WAT WORDT GEVRAAGD - Herhaal letterlijk alles uit de tekst over stadswandelen op Tenerife, vanaf "Stadswandelen op Tenerife: verrassend" tot en met "en La Orotava.".

TEKSTFRAGMENT -
Stadswandelen op Tenerife: verrassend veelzijdig
Het is vast niet het eerste waar je aan denkt bij een (wandel)vakantie op het Canarische eiland Tenerife: een stadswandeling. Toch is het zonde om de steden te negeren en alleen te kiezen voor de natuur. De vier grotere steden van Tenerife zijn namelijk stuk voor stuk zeer de moeite waard. En vanuit de meeste plaatsen wandel je na afloop zo weer de natuur in! Maak kennis met Santa Cruz, La Laguna, Puerto de la Cruz en La Orotava.
Tekst: Tineke Zwijgers
Foto’s: Dorien Koppenberg
Santa Cruz: moderne architectuur
Santa Cruz de Tenerife is de meest stadse plek van het eiland, waar het altijd bruist, een moderne wind waait, jaarlijks het carnaval plaatsvindt en waar je meer Tenerfiños dan toeristen tegenkomt. Deze wandeling voert je langs de mooiste plekjes in de stad. Je start de wandeling op de boulevard bij de Botanische tuinen, gebouwd op een voormalige vuilnisbelt. Na een waterpark van de beroemde kunstenaar César Manrique kom je bij het opvallende concertgebouw van architect Santiago Calatrava. Is het een schelp, spinnaker, ruimteschip, reptiel uit een sciencefictionfilm? Kijk maar rond en laat je fantasie erop los!

FRAGMENTEN UIT GEGEVENS -
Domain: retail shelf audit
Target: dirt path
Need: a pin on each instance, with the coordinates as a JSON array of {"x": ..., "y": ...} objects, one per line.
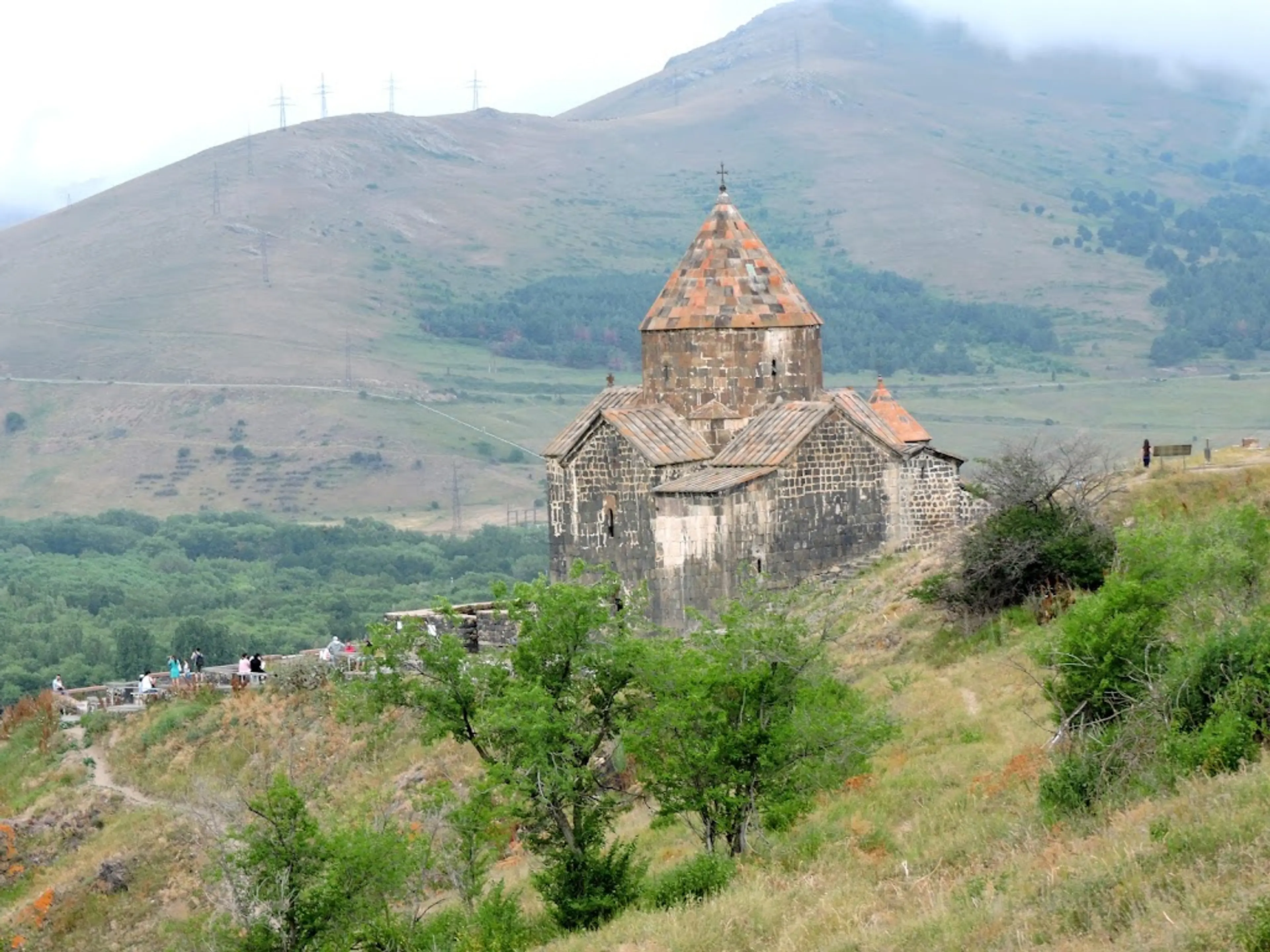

* * *

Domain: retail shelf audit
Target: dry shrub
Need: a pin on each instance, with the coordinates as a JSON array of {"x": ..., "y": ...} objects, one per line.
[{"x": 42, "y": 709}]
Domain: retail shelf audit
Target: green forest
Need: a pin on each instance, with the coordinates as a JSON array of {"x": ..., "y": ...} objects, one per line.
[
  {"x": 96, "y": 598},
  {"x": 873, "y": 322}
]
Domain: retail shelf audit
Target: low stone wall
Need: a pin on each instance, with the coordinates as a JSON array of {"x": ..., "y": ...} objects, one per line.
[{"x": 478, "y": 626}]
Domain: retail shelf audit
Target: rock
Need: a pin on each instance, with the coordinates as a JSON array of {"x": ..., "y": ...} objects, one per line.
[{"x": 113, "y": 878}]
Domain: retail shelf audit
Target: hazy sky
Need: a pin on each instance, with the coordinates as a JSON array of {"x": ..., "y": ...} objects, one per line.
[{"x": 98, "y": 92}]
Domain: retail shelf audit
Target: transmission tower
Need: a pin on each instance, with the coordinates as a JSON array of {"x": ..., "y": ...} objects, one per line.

--

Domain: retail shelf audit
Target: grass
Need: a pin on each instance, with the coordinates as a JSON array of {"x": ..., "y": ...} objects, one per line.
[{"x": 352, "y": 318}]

VOLLEDIG ANTWOORD -
Stadswandelen op Tenerife: verrassend veelzijdig
Het is vast niet het eerste waar je aan denkt bij een (wandel)vakantie op het Canarische eiland Tenerife: een stadswandeling. Toch is het zonde om de steden te negeren en alleen te kiezen voor de natuur. De vier grotere steden van Tenerife zijn namelijk stuk voor stuk zeer de moeite waard. En vanuit de meeste plaatsen wandel je na afloop zo weer de natuur in! Maak kennis met Santa Cruz, La Laguna, Puerto de la Cruz en La Orotava.